DATA PROVIDED:
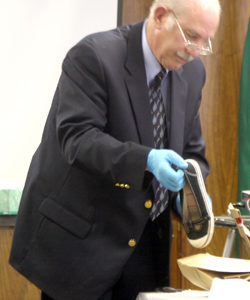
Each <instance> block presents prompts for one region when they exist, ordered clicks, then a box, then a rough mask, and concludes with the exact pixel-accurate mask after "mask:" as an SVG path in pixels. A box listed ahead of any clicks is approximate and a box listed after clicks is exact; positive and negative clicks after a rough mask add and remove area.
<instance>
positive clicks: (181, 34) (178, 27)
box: [171, 10, 213, 55]
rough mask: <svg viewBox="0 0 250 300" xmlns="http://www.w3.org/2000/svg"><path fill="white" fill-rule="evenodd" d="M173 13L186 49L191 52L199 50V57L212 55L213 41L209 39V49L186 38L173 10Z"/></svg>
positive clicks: (208, 47) (176, 23)
mask: <svg viewBox="0 0 250 300" xmlns="http://www.w3.org/2000/svg"><path fill="white" fill-rule="evenodd" d="M171 13H172V15H173V16H174V19H175V22H176V24H177V27H178V28H179V30H180V33H181V36H182V38H183V40H184V44H185V47H186V48H187V49H188V50H190V51H192V50H196V49H198V50H199V55H211V54H212V53H213V49H212V42H211V39H210V38H208V40H207V43H208V47H204V46H199V45H197V44H196V43H193V42H191V41H190V40H189V39H187V38H186V36H185V33H184V31H183V29H182V27H181V25H180V23H179V21H178V19H177V17H176V15H175V13H174V12H173V11H172V10H171Z"/></svg>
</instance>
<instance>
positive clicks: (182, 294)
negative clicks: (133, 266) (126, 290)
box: [136, 290, 221, 300]
mask: <svg viewBox="0 0 250 300" xmlns="http://www.w3.org/2000/svg"><path fill="white" fill-rule="evenodd" d="M208 294H209V292H207V291H196V290H184V291H182V292H176V293H162V292H152V293H140V294H139V295H138V297H137V298H136V300H208ZM220 300H221V299H220Z"/></svg>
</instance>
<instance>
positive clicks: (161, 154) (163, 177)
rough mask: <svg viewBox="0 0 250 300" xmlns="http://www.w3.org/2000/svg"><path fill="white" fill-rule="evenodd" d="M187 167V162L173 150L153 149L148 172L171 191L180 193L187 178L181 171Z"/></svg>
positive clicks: (179, 155)
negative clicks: (174, 151) (180, 190)
mask: <svg viewBox="0 0 250 300" xmlns="http://www.w3.org/2000/svg"><path fill="white" fill-rule="evenodd" d="M176 167H177V168H176ZM187 167H188V164H187V163H186V162H185V160H184V159H183V158H182V157H181V156H180V155H179V154H177V153H176V152H174V151H173V150H166V149H152V150H151V151H150V152H149V154H148V158H147V168H148V170H149V171H150V172H151V173H153V174H154V176H155V177H156V179H157V180H158V181H159V182H160V183H161V184H162V185H163V186H164V187H165V188H167V189H169V190H170V191H173V192H178V191H179V190H181V189H182V188H183V186H184V184H185V176H184V172H183V171H182V170H181V169H186V168H187Z"/></svg>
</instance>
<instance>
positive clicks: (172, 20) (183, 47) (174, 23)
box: [149, 7, 219, 70]
mask: <svg viewBox="0 0 250 300" xmlns="http://www.w3.org/2000/svg"><path fill="white" fill-rule="evenodd" d="M163 9H164V8H161V13H159V16H157V15H156V17H155V20H156V23H155V30H154V31H153V38H152V39H151V43H150V47H151V49H152V51H153V53H154V55H155V56H156V58H157V59H158V61H159V62H160V63H161V64H162V65H163V66H164V67H165V68H167V69H168V70H176V69H179V68H180V67H181V66H182V65H183V64H185V63H187V62H189V61H190V60H192V59H193V58H194V57H196V56H198V55H199V54H200V52H199V49H195V50H192V51H190V50H188V49H186V46H185V42H184V39H183V36H182V34H181V32H180V29H179V27H178V26H177V23H176V20H175V17H174V14H173V13H172V12H171V11H169V10H168V9H166V10H165V13H164V12H163V11H162V10H163ZM156 14H157V12H156ZM157 18H158V19H157ZM178 22H179V24H180V25H181V27H182V29H183V32H184V34H185V36H186V38H187V39H190V40H191V41H192V42H193V43H196V44H197V45H198V46H204V44H206V43H207V41H208V39H209V38H213V36H214V35H215V32H216V29H217V27H218V24H219V16H218V15H217V14H216V13H215V12H214V11H213V10H211V9H210V10H209V9H207V10H204V9H201V8H200V7H194V8H193V9H192V10H191V9H190V10H189V12H188V13H187V14H185V15H184V16H182V17H180V18H178ZM149 41H150V37H149Z"/></svg>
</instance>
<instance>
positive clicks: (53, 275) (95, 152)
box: [10, 0, 220, 300]
mask: <svg viewBox="0 0 250 300" xmlns="http://www.w3.org/2000/svg"><path fill="white" fill-rule="evenodd" d="M219 18H220V6H219V3H218V1H217V0H190V1H186V0H156V1H154V2H153V3H152V6H151V10H150V14H149V17H148V18H147V19H146V20H144V21H143V22H140V23H138V24H134V25H127V26H124V27H120V28H117V29H114V30H111V31H108V32H102V33H96V34H92V35H90V36H87V37H85V38H84V39H83V40H81V41H80V42H79V43H78V44H77V45H75V46H74V47H73V48H72V49H71V50H70V51H69V52H68V54H67V56H66V58H65V60H64V62H63V65H62V74H61V77H60V80H59V83H58V86H57V90H56V92H55V96H54V99H53V102H52V106H51V110H50V112H49V115H48V119H47V122H46V126H45V129H44V133H43V137H42V141H41V144H40V145H39V147H38V149H37V151H36V152H35V154H34V156H33V159H32V162H31V165H30V169H29V172H28V176H27V180H26V184H25V188H24V191H23V196H22V200H21V204H20V209H19V214H18V218H17V223H16V228H15V234H14V239H13V246H12V250H11V256H10V263H11V264H12V266H13V267H14V268H16V269H17V270H18V271H19V272H20V273H22V274H23V275H24V276H26V277H27V278H28V279H29V280H30V281H32V282H33V283H34V284H36V285H37V286H38V287H39V288H40V289H41V290H42V291H43V292H42V299H56V300H66V299H67V300H83V299H84V300H97V299H99V300H104V299H105V300H108V299H109V300H110V299H113V300H122V299H124V300H125V299H126V300H134V299H135V297H136V295H137V294H138V292H140V291H150V290H154V289H155V288H156V287H157V286H161V285H168V284H169V256H170V245H171V220H170V210H171V208H175V206H176V203H175V202H176V198H177V194H178V193H177V192H178V191H180V190H181V189H182V188H183V186H184V184H185V179H184V172H183V169H185V168H187V163H186V161H185V159H187V158H191V159H194V160H196V161H197V162H198V164H199V166H200V168H201V171H202V174H203V176H204V178H205V177H206V176H207V174H208V173H209V167H208V163H207V161H206V159H205V143H204V140H203V138H202V135H201V128H200V119H199V106H200V101H201V90H202V87H203V85H204V81H205V70H204V67H203V65H202V63H201V61H200V59H199V58H198V56H199V55H202V54H210V53H211V52H212V50H211V40H210V39H211V38H213V36H214V34H215V32H216V29H217V27H218V24H219ZM155 77H156V81H155ZM152 82H154V84H152ZM155 82H156V83H155ZM159 101H160V102H159ZM158 198H159V199H160V200H161V205H160V207H157V205H156V204H157V203H158Z"/></svg>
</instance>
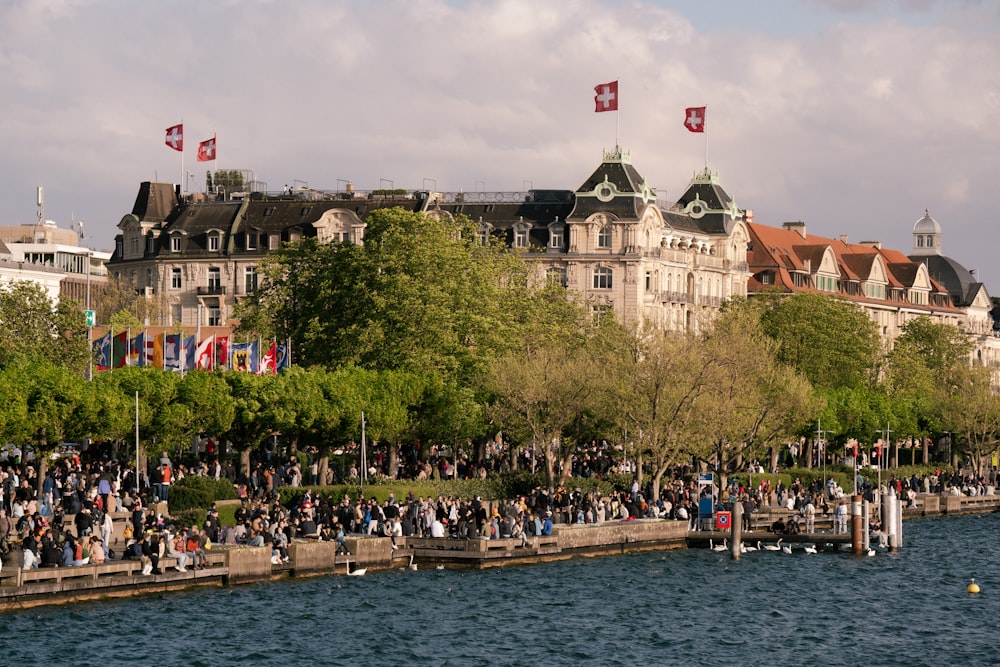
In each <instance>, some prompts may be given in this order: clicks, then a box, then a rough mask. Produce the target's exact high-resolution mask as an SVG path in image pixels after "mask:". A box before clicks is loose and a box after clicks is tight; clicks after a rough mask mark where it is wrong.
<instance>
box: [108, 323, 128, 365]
mask: <svg viewBox="0 0 1000 667" xmlns="http://www.w3.org/2000/svg"><path fill="white" fill-rule="evenodd" d="M127 360H128V331H123V332H121V333H120V334H115V335H114V336H112V337H111V367H112V368H124V367H125V365H126V361H127Z"/></svg>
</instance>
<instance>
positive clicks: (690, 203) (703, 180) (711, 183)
mask: <svg viewBox="0 0 1000 667" xmlns="http://www.w3.org/2000/svg"><path fill="white" fill-rule="evenodd" d="M698 200H700V201H702V202H704V203H705V205H706V206H707V209H708V210H709V211H711V212H709V213H706V214H705V215H703V216H702V217H701V218H699V219H698V220H697V221H698V226H699V228H700V229H701V231H703V232H705V233H708V234H728V233H729V232H731V231H732V228H733V223H734V220H733V218H732V217H731V216H729V215H727V214H725V213H722V211H723V210H725V209H729V208H730V207H732V206H734V203H733V198H732V197H730V196H729V193H728V192H726V191H725V189H724V188H723V187H722V186H721V185H719V184H718V183H717V182H716V180H715V177H714V176H712V175H711V174H710V173H708V172H707V171H706V172H704V173H702V174H699V175H697V176H695V178H693V179H692V180H691V184H690V185H688V189H687V190H685V191H684V194H683V195H681V197H680V199H678V200H677V205H678V206H679V207H680V208H681V209H685V208H687V206H688V205H689V204H691V203H692V202H695V201H698Z"/></svg>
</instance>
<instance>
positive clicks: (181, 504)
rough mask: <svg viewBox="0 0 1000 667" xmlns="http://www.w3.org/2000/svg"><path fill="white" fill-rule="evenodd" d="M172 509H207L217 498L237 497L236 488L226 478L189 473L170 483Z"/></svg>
mask: <svg viewBox="0 0 1000 667" xmlns="http://www.w3.org/2000/svg"><path fill="white" fill-rule="evenodd" d="M169 498H170V509H171V511H174V512H183V511H185V510H189V509H205V508H207V507H209V506H210V505H211V504H212V503H213V502H215V501H216V500H232V499H234V498H236V489H234V488H233V484H232V482H230V481H229V480H226V479H220V480H215V479H213V478H211V477H200V476H197V475H189V476H188V477H185V478H184V479H182V480H180V481H179V482H177V483H175V484H171V485H170V496H169Z"/></svg>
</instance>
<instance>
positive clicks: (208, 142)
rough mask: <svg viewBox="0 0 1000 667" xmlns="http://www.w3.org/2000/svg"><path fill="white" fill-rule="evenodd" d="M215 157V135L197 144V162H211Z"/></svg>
mask: <svg viewBox="0 0 1000 667" xmlns="http://www.w3.org/2000/svg"><path fill="white" fill-rule="evenodd" d="M214 159H215V137H214V136H213V137H212V138H211V139H206V140H205V141H203V142H201V143H200V144H198V162H211V161H212V160H214Z"/></svg>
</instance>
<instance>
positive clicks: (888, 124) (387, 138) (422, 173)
mask: <svg viewBox="0 0 1000 667" xmlns="http://www.w3.org/2000/svg"><path fill="white" fill-rule="evenodd" d="M615 80H617V81H618V82H619V111H618V112H617V113H615V112H611V113H595V112H594V99H593V98H594V87H595V86H596V85H598V84H601V83H606V82H609V81H615ZM693 106H699V107H700V106H705V107H707V112H706V132H705V133H704V134H695V133H690V132H688V131H687V130H686V129H685V128H684V126H683V119H684V109H685V108H686V107H693ZM181 122H183V124H184V141H185V150H184V151H183V152H182V153H179V152H176V151H173V150H171V149H170V148H168V147H167V146H166V145H165V131H166V128H168V127H169V126H172V125H174V124H177V123H181ZM212 136H216V137H217V147H218V159H217V161H216V162H214V163H213V162H201V163H199V162H197V161H196V159H195V158H196V152H197V147H198V143H199V142H200V141H202V140H205V139H209V138H211V137H212ZM616 144H617V145H620V146H621V147H622V148H623V149H624V150H626V151H629V152H630V153H631V156H632V162H633V164H634V165H635V167H636V168H637V169H638V171H639V172H640V173H641V174H642V175H643V176H644V177H645V179H646V181H647V182H648V183H649V184H650V185H651V186H652V187H653V188H655V189H656V191H657V194H658V196H659V198H660V199H662V200H669V201H672V200H675V199H676V198H677V197H679V196H680V195H681V194H682V193H683V192H684V190H685V189H686V186H687V184H688V182H689V181H690V179H691V177H692V175H693V174H694V173H695V172H698V171H701V170H703V169H704V168H705V167H706V165H707V167H708V168H709V169H711V170H712V171H714V172H717V173H718V174H719V178H720V181H721V183H722V185H723V186H724V187H725V189H726V190H727V191H728V192H729V194H730V195H732V196H733V197H734V198H735V199H736V203H737V204H738V205H739V206H740V207H742V208H748V209H752V210H753V211H754V220H755V222H759V223H763V224H768V225H774V226H780V225H781V223H783V222H785V221H793V220H794V221H798V220H801V221H804V222H805V223H806V225H807V230H808V232H809V233H814V234H817V235H820V236H825V237H832V238H837V237H839V236H841V235H843V234H846V235H847V236H848V238H849V239H850V241H852V242H859V241H880V242H882V243H883V245H884V246H886V247H890V248H895V249H898V250H902V251H904V252H907V253H908V252H909V251H910V249H911V248H912V230H913V225H914V223H915V222H916V221H917V220H919V219H920V218H921V217H922V216H923V214H924V211H925V209H926V210H929V211H930V214H931V215H932V216H933V217H934V218H935V219H936V220H937V221H938V222H939V223H940V224H941V226H942V245H943V251H944V253H945V254H946V255H948V256H950V257H952V258H954V259H956V260H958V261H959V262H960V263H962V264H963V265H965V266H966V267H967V268H969V269H974V270H976V271H977V275H978V276H979V277H980V280H982V281H984V282H985V283H986V284H987V288H988V289H989V290H990V292H991V294H994V295H1000V268H996V267H995V265H994V262H993V261H992V260H993V258H994V256H995V247H996V244H997V242H998V240H1000V231H998V230H997V227H995V226H994V225H995V224H996V223H997V222H998V220H997V217H998V215H1000V214H998V212H997V209H996V207H995V206H994V203H995V202H994V195H995V193H996V192H997V190H998V187H1000V2H996V0H798V1H793V0H756V1H754V2H745V1H743V0H714V1H711V2H706V1H704V0H558V1H557V0H549V1H547V0H495V1H487V0H386V1H381V2H375V1H370V2H366V1H361V0H357V1H349V0H296V1H295V2H279V1H276V0H275V1H268V0H258V1H251V0H216V1H214V2H203V1H201V0H197V1H194V0H172V1H170V2H166V1H160V2H131V1H128V0H0V146H2V147H3V148H2V150H0V225H15V224H32V223H34V222H35V220H36V219H37V207H36V201H35V200H36V188H37V187H38V186H43V187H44V193H45V196H44V201H45V209H44V216H45V218H46V219H48V220H53V221H55V222H56V223H57V224H58V225H59V226H60V227H65V228H69V227H70V226H71V225H72V224H74V223H77V222H79V221H84V230H85V232H84V233H85V235H86V237H85V239H84V241H83V242H84V244H85V245H89V246H91V247H94V248H96V249H104V250H110V249H111V248H112V247H113V246H114V236H115V234H116V233H118V231H119V230H118V229H117V224H118V223H119V222H120V221H121V219H122V217H123V216H125V215H126V214H128V213H129V212H130V211H131V209H132V205H133V203H134V201H135V196H136V193H137V192H138V187H139V184H140V183H141V182H142V181H159V182H172V183H182V182H183V183H184V189H185V190H186V191H200V190H202V189H203V187H204V183H205V172H206V168H211V169H215V168H218V169H242V170H248V171H251V172H253V176H254V178H255V179H256V180H257V181H260V182H262V183H265V184H266V187H267V189H268V190H281V189H282V188H283V187H284V186H285V185H293V186H308V187H312V188H319V189H342V188H343V187H344V185H345V184H346V183H347V182H351V183H352V184H353V186H354V187H355V188H356V189H358V190H370V189H375V188H380V187H395V188H407V189H436V190H439V191H445V192H457V191H470V190H486V191H491V192H501V191H523V190H525V189H528V188H554V189H576V188H577V187H578V186H579V185H580V184H582V183H583V182H584V181H585V180H586V178H587V177H588V176H589V175H590V174H591V173H592V171H593V170H594V169H595V168H596V167H597V165H598V164H599V163H600V161H601V158H602V154H603V151H604V150H606V149H611V148H613V147H614V146H615V145H616Z"/></svg>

THE TASK: Copy the items from the very beginning through the line containing "box: [171, 10, 213, 55]", with each "clicks" replaced by "points" and nothing else changed. Leave out the pictures.

TASK OUTPUT:
Each <instance> block presents prompts for one region when they exist, ordered points, then a box, then a rough mask, and concludes with the exact pixel-accurate mask after "mask:" as an SVG path in pixels. A box listed ahead of any points is approximate and a box listed after points is exact; positive and negative points after a rough mask add and remove area.
<instance>
positive points: (181, 34) (178, 27)
box: [171, 10, 213, 55]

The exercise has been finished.